=== TEXTE AFFICHÉ ===
==========
Prise de parole - Discours

Legg Mason - Precursor Group - Investment Precursors in Telecom, Internet and Electronic Commerce - March 9 2000 - Intervention de Monsieur Jean-Michel Hubert, Président de l' Autorité de régulation des télécommunications (France)

Mesdames et Messieurs

Je vous remercie de votre accueil. Je suis honoré d'intervenir au sein de d'une assemblée regroupant autant de compétences. C'est largement en tant que représentant du continent européen que je prendrai aujourd'hui la parole en vous présentant les évolutions d'un marché, assurément très différent du marché américain, qui peut paraître lointain mais qui n'a sans doute jamais été aussi proche de vous qu'aujourd'hui, à l'heure de la Net-économie.

Je voudrais souligner le dynamisme et l'importance de ce marché européen et en son sein du marché français.

1. La France : un marché ouvert qui participe a la dynamique européenne

Le marché des services de télécommunications

L'Union européenne est, avec les Etats-Unis, l'un des deux premiers marchés mondiaux. Il représentait 192 milliards de dollars en 1998, alors que les Etats-Unis représentent un marché de 247 milliards de dollars.
==========
=== Entrées du jeu de données ===

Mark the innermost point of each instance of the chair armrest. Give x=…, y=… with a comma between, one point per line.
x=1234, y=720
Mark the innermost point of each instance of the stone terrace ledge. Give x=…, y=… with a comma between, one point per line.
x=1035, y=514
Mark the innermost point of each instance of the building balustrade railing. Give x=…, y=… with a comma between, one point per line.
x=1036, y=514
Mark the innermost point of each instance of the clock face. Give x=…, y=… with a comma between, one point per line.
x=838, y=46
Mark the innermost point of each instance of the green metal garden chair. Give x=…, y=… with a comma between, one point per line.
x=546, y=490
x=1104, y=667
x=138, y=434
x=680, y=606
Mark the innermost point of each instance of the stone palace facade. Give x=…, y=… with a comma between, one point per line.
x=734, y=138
==========
Recopiez le passage du discours qui commence aux mots « Mesdames et Messieurs » et s'arrête après les mots « de la Net-économie. ».

Mesdames et Messieurs

Je vous remercie de votre accueil. Je suis honoré d'intervenir au sein de d'une assemblée regroupant autant de compétences. C'est largement en tant que représentant du continent européen que je prendrai aujourd'hui la parole en vous présentant les évolutions d'un marché, assurément très différent du marché américain, qui peut paraître lointain mais qui n'a sans doute jamais été aussi proche de vous qu'aujourd'hui, à l'heure de la Net-économie.